How difficult is it now to get a mortgage with no money down?
December 26, 2007 9:18 AM   Subscribe

Since the subprime market bust, how difficult will it be for my boyfriend to get a mortgage for a house with little-to-no money down? Are there things he should know before beginning the process?

My boyfriend is looking at purchasing a house within the next year, but will be unable to save much of a down payment. We're already researching first-time homebuyer programs, but advice on those would be great, too.

I live with him now and will be moving to the new house with him as well. Due to circumstances beyond my control, I will not be able to go into a mortgage with him, so we may also explore options involving my signing a lease for living with him in the newly-bought house and being able to use that "rent" as income to increase the monthly mortgage payment he'd be eligible for. Do they allow that in the special programs, or would that require a conventional loan? And how difficult is that to swing with a bank?

He's got pretty stellar credit, so hopefully that will help.
posted by scarykarrey to Work & Money (18 answers total) 4 users marked this as a favorite
His income plays a big role here - or, more accurately, the ratio of his income to the house price.
posted by Tomorrowful at 9:26 AM on December 26, 2007

It is difficult to begin to answer your question without knowing the details, like how much of a house he wants to buy, in what market and what the income is, what the debts are. He should sit down with a mortgage broker and get a rough idea of what he can afford given his particular income and debt scenario.

§ **Data section**
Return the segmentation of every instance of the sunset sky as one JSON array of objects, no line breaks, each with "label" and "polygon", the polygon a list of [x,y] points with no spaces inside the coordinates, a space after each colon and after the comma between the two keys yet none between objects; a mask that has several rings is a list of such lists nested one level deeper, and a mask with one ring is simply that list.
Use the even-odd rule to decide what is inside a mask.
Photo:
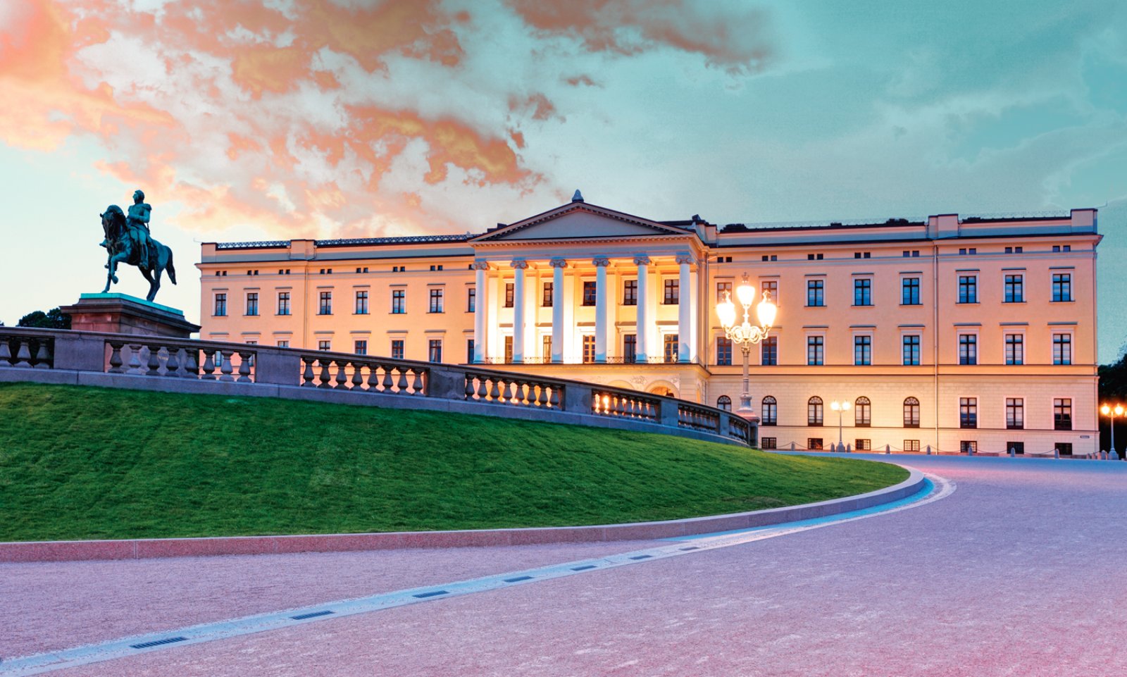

§ **Your instructions**
Reproduce the passage of the mortgage thread starting with "Since the subprime" and going on through "be great, too.". You won't need the listing here.

§ **Task response**
Since the subprime market bust, how difficult will it be for my boyfriend to get a mortgage for a house with little-to-no money down? Are there things he should know before beginning the process?

My boyfriend is looking at purchasing a house within the next year, but will be unable to save much of a down payment. We're already researching first-time homebuyer programs, but advice on those would be great, too.